▶ _SOURCE DOCUMENT_:
*-*-*

On Fri, Aug 10, 2007 at 02:34:14PM +0800, Fengguang Wu wrote:
> Properly manage the 3 queues of sb->s_dirty/s_io/s_more_io so that
> - time-ordering of dirtied_when can be easily maintained
> - writeback can continue from where previous run left out
>
> The majority work has been done by Andrew Morton and Ken Chen,
> this patch just clarifies the roles of the 3 queues:
> - s_dirty for io delay(up to dirty_expire_interval)
> - s_io for io run(a full scan of s_io may involve multiple runs)
> - s_more_io for io continuation
>
> The following paradigm shows the data flow.
>
> requeue on new scan(empty s_io)
> +-----------------------------+
> | |
> dirty old | |
> inodes enough V |
> ======> s_dirty ======> s_io |
> ^ | requeue io |
> | +---------------------> s_more_io
> | hold back |
> +----------------+----------> disk write requests
>
> sb->s_dirty: a FIFO queue
> - s_dirty hosts not-yet-expired(recently dirtied) dirty inodes
> - once expired, inodes will be moved out of s_dirty and *never put back*
> (unless for some reason we have to hold on the inode for some time)
>
> sb->s_io and sb->s_more_io: a cyclic queue scanned for io
> - on each run of generic_sync_sb_inodes(), some more s_dirty inodes may be
> appended to s_io
> - on each full scan of s_io, all s_more_io inodes will be moved back to s_io
> - large files that cannot be synced in one run will be moved to s_more_io for
> retry on next full scan

In fact s_more_io is no longer necessary. We end up with a priority
io-delaying queue s_dirty and a cyclic io-syncing queue s_io. They are
properly decoupled. More flexible data structure can be used for
s_dirty, if we want to redirty an inode with arbitrary delays. Also
more priority queues can be introduced in addition to s_dirty. For
example, we can designate a queue s_dirty_atime for inodes dirtied
only by `atime', and sync them lazily.

> inode->dirtied_when
> - inode->dirtied_when is updated to the *current* jiffies on pushing into
> s_dirty, and is never changed in other cases.
> - time-ordering thus can be simply ensured while moving inodes between lists,
> since (time order == enqueue order)
>
> Cc: Ken Chen <[email protected]>
> Cc: Andrew Morton <[email protected]>
> Signed-off-by: Fengguang Wu <[email protected]>
> ---
> fs/fs-writeback.c | 106 +++++++++++++++++++++-----------------------
> 1 file changed, 52 insertions(+), 54 deletions(-)

2007-08-10 17:05:51

by Wu Fengguang

[permalink] [raw]
Subject: Re: [PATCH 2/4] writeback: 3-queue based writeback schedule

On Sat, Aug 11, 2007 at 12:47:15AM +0800, Fengguang Wu wrote:
> In fact s_more_io is no longer necessary. We end up with a priority

Ah sorry, s_more_io is still needed to keep the time-ordering. I was
thinking of schedule fairness, in which sense only one cyclic list
will be sufficient.

*-*-*

▶ _WRITTEN REQUEST A_:
Write out the listing that follows line for line, leaving out the pictures.

*-*-*

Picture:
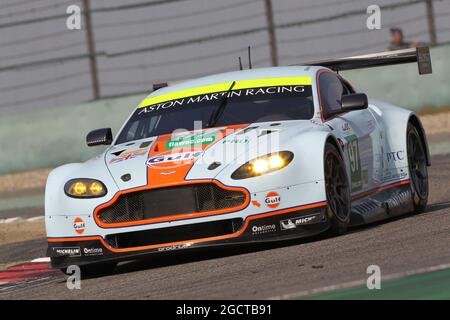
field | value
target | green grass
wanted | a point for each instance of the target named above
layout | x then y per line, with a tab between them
428	286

*-*-*

▶ _WRITTEN REQUEST B_:
Reproduce the writeback patch thread from "On Fri, Aug" up to and including "the data flow.", word for word.

▶ _CORRECT OUTPUT A_:
Picture:
field | value
target | green grass
wanted | a point for each instance of the target named above
layout | x then y per line, with a tab between them
428	286

▶ _CORRECT OUTPUT B_:
On Fri, Aug 10, 2007 at 02:34:14PM +0800, Fengguang Wu wrote:
> Properly manage the 3 queues of sb->s_dirty/s_io/s_more_io so that
> - time-ordering of dirtied_when can be easily maintained
> - writeback can continue from where previous run left out
>
> The majority work has been done by Andrew Morton and Ken Chen,
> this patch just clarifies the roles of the 3 queues:
> - s_dirty for io delay(up to dirty_expire_interval)
> - s_io for io run(a full scan of s_io may involve multiple runs)
> - s_more_io for io continuation
>
> The following paradigm shows the data flow.